WORK TO DO | Copy the rows below from the very first line through the line containing "xmin=130 ymin=38 xmax=495 ymax=351", swapping "guardrail" for "safety barrier" and changing nothing else. Omit the pictures.

DATASET ROWS |
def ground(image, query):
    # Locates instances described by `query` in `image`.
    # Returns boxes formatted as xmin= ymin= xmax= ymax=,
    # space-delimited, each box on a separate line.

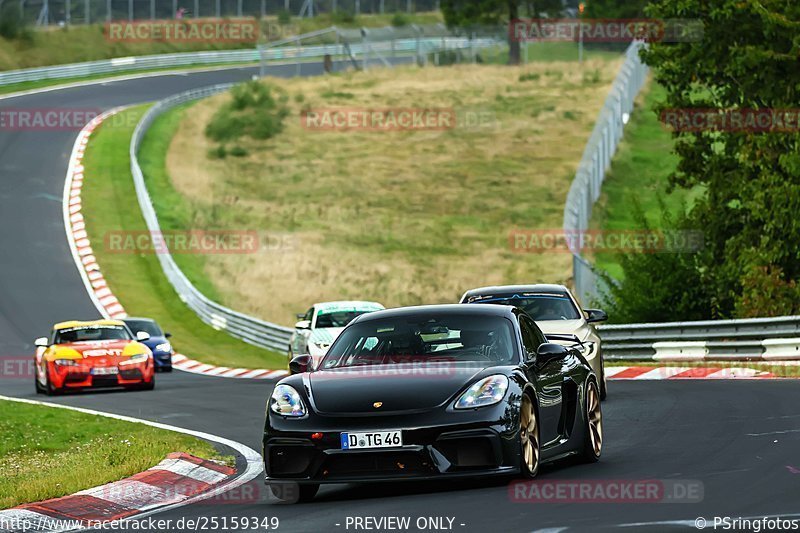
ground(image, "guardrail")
xmin=0 ymin=23 xmax=497 ymax=86
xmin=564 ymin=41 xmax=648 ymax=305
xmin=130 ymin=38 xmax=495 ymax=351
xmin=598 ymin=316 xmax=800 ymax=361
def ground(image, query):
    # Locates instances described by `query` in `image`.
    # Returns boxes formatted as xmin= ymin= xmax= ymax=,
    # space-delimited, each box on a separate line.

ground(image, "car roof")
xmin=461 ymin=283 xmax=569 ymax=300
xmin=351 ymin=304 xmax=522 ymax=324
xmin=53 ymin=318 xmax=125 ymax=329
xmin=314 ymin=300 xmax=384 ymax=311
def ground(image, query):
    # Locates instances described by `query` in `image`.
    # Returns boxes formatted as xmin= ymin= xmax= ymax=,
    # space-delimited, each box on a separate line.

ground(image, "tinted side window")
xmin=522 ymin=317 xmax=547 ymax=351
xmin=519 ymin=317 xmax=539 ymax=359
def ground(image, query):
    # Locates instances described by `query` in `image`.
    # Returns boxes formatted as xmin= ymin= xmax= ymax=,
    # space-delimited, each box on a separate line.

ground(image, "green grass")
xmin=82 ymin=106 xmax=286 ymax=368
xmin=605 ymin=361 xmax=800 ymax=378
xmin=590 ymin=84 xmax=701 ymax=279
xmin=0 ymin=400 xmax=221 ymax=509
xmin=0 ymin=63 xmax=257 ymax=94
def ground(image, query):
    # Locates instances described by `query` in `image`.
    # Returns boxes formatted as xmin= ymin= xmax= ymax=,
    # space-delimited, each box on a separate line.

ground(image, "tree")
xmin=643 ymin=0 xmax=800 ymax=316
xmin=441 ymin=0 xmax=522 ymax=65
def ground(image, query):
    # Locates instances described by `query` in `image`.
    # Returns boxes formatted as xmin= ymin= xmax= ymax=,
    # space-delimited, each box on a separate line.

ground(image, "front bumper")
xmin=50 ymin=361 xmax=153 ymax=389
xmin=263 ymin=406 xmax=520 ymax=483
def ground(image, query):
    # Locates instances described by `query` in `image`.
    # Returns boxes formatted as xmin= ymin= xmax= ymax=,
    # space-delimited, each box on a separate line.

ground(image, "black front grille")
xmin=436 ymin=436 xmax=499 ymax=468
xmin=322 ymin=451 xmax=436 ymax=478
xmin=267 ymin=446 xmax=316 ymax=476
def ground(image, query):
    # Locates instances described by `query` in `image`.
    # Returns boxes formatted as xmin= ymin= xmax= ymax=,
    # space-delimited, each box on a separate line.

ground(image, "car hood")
xmin=536 ymin=319 xmax=589 ymax=340
xmin=308 ymin=362 xmax=486 ymax=415
xmin=48 ymin=340 xmax=149 ymax=363
xmin=308 ymin=328 xmax=344 ymax=344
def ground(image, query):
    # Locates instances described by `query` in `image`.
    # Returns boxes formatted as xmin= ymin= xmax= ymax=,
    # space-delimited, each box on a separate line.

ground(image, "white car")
xmin=289 ymin=301 xmax=384 ymax=366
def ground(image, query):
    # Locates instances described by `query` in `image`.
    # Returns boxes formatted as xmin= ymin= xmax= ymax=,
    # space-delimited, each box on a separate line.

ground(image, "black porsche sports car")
xmin=263 ymin=304 xmax=603 ymax=500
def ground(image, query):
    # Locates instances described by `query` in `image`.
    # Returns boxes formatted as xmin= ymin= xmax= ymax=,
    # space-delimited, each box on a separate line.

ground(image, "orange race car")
xmin=34 ymin=320 xmax=156 ymax=395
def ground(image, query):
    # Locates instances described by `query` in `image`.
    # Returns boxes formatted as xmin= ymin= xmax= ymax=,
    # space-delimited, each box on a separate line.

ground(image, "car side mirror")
xmin=289 ymin=355 xmax=313 ymax=375
xmin=583 ymin=309 xmax=608 ymax=323
xmin=536 ymin=342 xmax=568 ymax=367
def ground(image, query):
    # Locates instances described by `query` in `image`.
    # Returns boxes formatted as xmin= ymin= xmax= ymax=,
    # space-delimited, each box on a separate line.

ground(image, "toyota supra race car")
xmin=263 ymin=304 xmax=603 ymax=500
xmin=34 ymin=320 xmax=155 ymax=395
xmin=461 ymin=284 xmax=608 ymax=400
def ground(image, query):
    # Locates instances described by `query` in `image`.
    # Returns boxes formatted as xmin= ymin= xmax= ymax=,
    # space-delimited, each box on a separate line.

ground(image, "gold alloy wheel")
xmin=586 ymin=381 xmax=603 ymax=457
xmin=519 ymin=396 xmax=539 ymax=477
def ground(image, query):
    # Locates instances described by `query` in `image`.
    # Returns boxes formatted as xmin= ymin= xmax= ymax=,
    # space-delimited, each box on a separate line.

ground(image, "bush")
xmin=392 ymin=13 xmax=411 ymax=28
xmin=331 ymin=9 xmax=356 ymax=24
xmin=597 ymin=197 xmax=715 ymax=323
xmin=207 ymin=144 xmax=228 ymax=159
xmin=735 ymin=266 xmax=800 ymax=318
xmin=0 ymin=4 xmax=33 ymax=42
xmin=519 ymin=72 xmax=541 ymax=81
xmin=228 ymin=144 xmax=248 ymax=157
xmin=205 ymin=81 xmax=289 ymax=142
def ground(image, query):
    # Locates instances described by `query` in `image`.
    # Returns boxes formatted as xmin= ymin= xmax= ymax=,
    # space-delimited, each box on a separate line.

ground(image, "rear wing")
xmin=544 ymin=333 xmax=583 ymax=346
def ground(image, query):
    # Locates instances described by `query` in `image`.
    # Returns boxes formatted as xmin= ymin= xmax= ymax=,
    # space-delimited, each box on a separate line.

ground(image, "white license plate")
xmin=341 ymin=429 xmax=403 ymax=450
xmin=92 ymin=366 xmax=119 ymax=376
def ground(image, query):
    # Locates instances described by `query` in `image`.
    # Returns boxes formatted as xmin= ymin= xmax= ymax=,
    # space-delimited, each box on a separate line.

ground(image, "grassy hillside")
xmin=143 ymin=56 xmax=621 ymax=324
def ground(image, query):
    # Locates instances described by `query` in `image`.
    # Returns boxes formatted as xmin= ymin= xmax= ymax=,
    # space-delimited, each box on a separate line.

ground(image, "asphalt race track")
xmin=0 ymin=61 xmax=800 ymax=532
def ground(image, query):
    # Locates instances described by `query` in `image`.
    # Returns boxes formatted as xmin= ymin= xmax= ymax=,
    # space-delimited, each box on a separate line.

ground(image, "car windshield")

CORRECT RESULT |
def ground(image, query):
    # Locates instances described by `query` in `image`.
    # Returns boxes formatted as xmin= ymin= xmax= ymax=,
    # space-delimited, each box on a separate line.

ground(image, "safety barrier")
xmin=0 ymin=23 xmax=497 ymax=86
xmin=564 ymin=41 xmax=648 ymax=305
xmin=130 ymin=38 xmax=495 ymax=351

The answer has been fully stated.